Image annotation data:

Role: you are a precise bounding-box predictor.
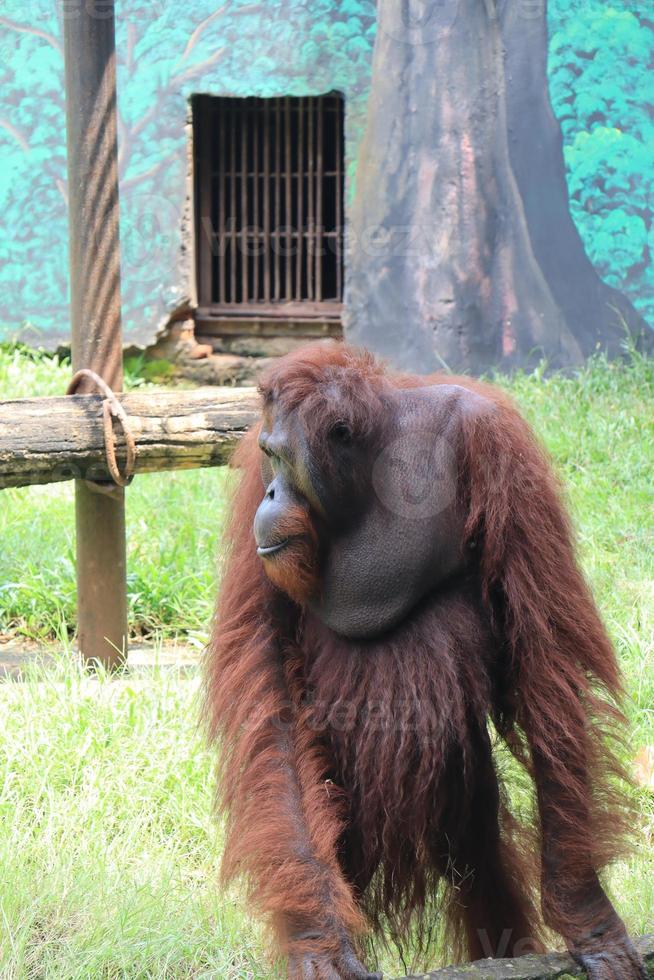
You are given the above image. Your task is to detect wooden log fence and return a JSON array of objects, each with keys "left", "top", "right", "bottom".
[{"left": 0, "top": 388, "right": 258, "bottom": 489}]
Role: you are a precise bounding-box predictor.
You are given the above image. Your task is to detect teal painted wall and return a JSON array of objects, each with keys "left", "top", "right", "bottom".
[
  {"left": 0, "top": 0, "right": 654, "bottom": 347},
  {"left": 0, "top": 0, "right": 375, "bottom": 346}
]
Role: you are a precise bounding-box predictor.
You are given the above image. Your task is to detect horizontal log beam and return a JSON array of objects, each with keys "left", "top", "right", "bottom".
[
  {"left": 0, "top": 388, "right": 259, "bottom": 489},
  {"left": 407, "top": 935, "right": 654, "bottom": 980}
]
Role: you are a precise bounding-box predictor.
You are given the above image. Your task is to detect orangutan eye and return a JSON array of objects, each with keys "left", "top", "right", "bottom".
[{"left": 329, "top": 422, "right": 352, "bottom": 446}]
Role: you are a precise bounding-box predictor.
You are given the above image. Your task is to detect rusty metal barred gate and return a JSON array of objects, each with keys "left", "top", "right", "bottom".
[{"left": 193, "top": 93, "right": 344, "bottom": 316}]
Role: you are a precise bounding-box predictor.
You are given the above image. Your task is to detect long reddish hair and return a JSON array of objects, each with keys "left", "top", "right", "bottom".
[{"left": 205, "top": 344, "right": 627, "bottom": 968}]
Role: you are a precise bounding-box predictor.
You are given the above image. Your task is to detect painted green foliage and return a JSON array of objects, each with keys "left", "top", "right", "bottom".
[
  {"left": 549, "top": 0, "right": 654, "bottom": 325},
  {"left": 0, "top": 0, "right": 375, "bottom": 345},
  {"left": 0, "top": 0, "right": 654, "bottom": 346}
]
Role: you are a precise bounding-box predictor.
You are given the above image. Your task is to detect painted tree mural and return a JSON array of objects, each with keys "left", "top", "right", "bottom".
[
  {"left": 0, "top": 0, "right": 376, "bottom": 347},
  {"left": 348, "top": 0, "right": 649, "bottom": 371},
  {"left": 0, "top": 0, "right": 654, "bottom": 360}
]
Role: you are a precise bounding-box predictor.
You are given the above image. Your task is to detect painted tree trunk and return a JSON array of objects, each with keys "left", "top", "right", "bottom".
[{"left": 345, "top": 0, "right": 648, "bottom": 372}]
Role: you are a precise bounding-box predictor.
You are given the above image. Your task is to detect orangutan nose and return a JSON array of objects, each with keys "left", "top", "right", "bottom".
[{"left": 254, "top": 476, "right": 294, "bottom": 558}]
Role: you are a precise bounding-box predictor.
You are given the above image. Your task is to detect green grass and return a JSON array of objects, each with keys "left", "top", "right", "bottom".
[{"left": 0, "top": 349, "right": 654, "bottom": 980}]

What to produce:
Set down all the entries exactly as they appear, but skip any pictures.

Exercise response:
Role: you are a precise bounding-box predictor.
You are given the above image. Your task is to detect wooden log fence and return a JSON array of objects, each with keys "left", "top", "right", "bottom".
[{"left": 0, "top": 388, "right": 258, "bottom": 489}]
Role: you are a precise bounding-box predictor.
You are given the above image. Your task is to detect teal painted wall and return a JSON array of objects, each with keys "left", "top", "right", "bottom".
[
  {"left": 0, "top": 0, "right": 654, "bottom": 347},
  {"left": 0, "top": 0, "right": 375, "bottom": 346}
]
Role: you are a precise bounding-box predictor.
You are given the above image. Your task is to detect horizontal log beam and return a JSON array of objects, each with keys "left", "top", "right", "bottom".
[
  {"left": 0, "top": 388, "right": 259, "bottom": 489},
  {"left": 407, "top": 935, "right": 654, "bottom": 980}
]
Role: you are a precise bounding-box predictor.
You are given the above image. Your task is to detect orangutan eye and return a JSON array of objects, each with keys "left", "top", "right", "bottom".
[{"left": 329, "top": 422, "right": 352, "bottom": 446}]
Role: you are a precise bounding-box predictor.
You are given the above image. Your task is to detect rusty metal barred gate and return a JSON array of objects, each with keys "left", "top", "right", "bottom".
[{"left": 193, "top": 93, "right": 344, "bottom": 316}]
Role: you are a precise bounding-box predictor.
You are given the above image. Your task is to detect long reddish hair and return a JSON array of objects, each with keys "left", "top", "right", "bottom".
[{"left": 205, "top": 344, "right": 627, "bottom": 968}]
Role: you are a precise bounding-box predictor.
You are given the above image. Your task is to detect painted green foliage and return a JSON array of objects, each with keys "left", "top", "right", "bottom".
[
  {"left": 549, "top": 0, "right": 654, "bottom": 325},
  {"left": 0, "top": 0, "right": 375, "bottom": 345},
  {"left": 0, "top": 0, "right": 654, "bottom": 346}
]
Role: you are a precise bounding-box predictor.
You are given the above image. Your task is to detect painted tree mural and return a JSON array of objects, each with keys "left", "top", "right", "bottom".
[
  {"left": 0, "top": 0, "right": 376, "bottom": 347},
  {"left": 348, "top": 0, "right": 649, "bottom": 371},
  {"left": 0, "top": 0, "right": 654, "bottom": 360}
]
Role: you are a precise bounding-box predictor.
You are given the above image. Your task is to detect painted tree trunk and return a JSON array of objects, each with keys "left", "top", "right", "bottom".
[{"left": 345, "top": 0, "right": 648, "bottom": 372}]
Role: you are a precise bounding-box predictor.
You are given the above image. Your task is to detect orangutan nose and return a JSON array of objects, each with keys "left", "top", "right", "bottom".
[{"left": 254, "top": 476, "right": 294, "bottom": 558}]
Role: you are a precise bounding-box predictor.
You are given the above image. Your task is to detect green grass and return a JSON array of objects, each with keys "left", "top", "right", "bottom".
[{"left": 0, "top": 349, "right": 654, "bottom": 980}]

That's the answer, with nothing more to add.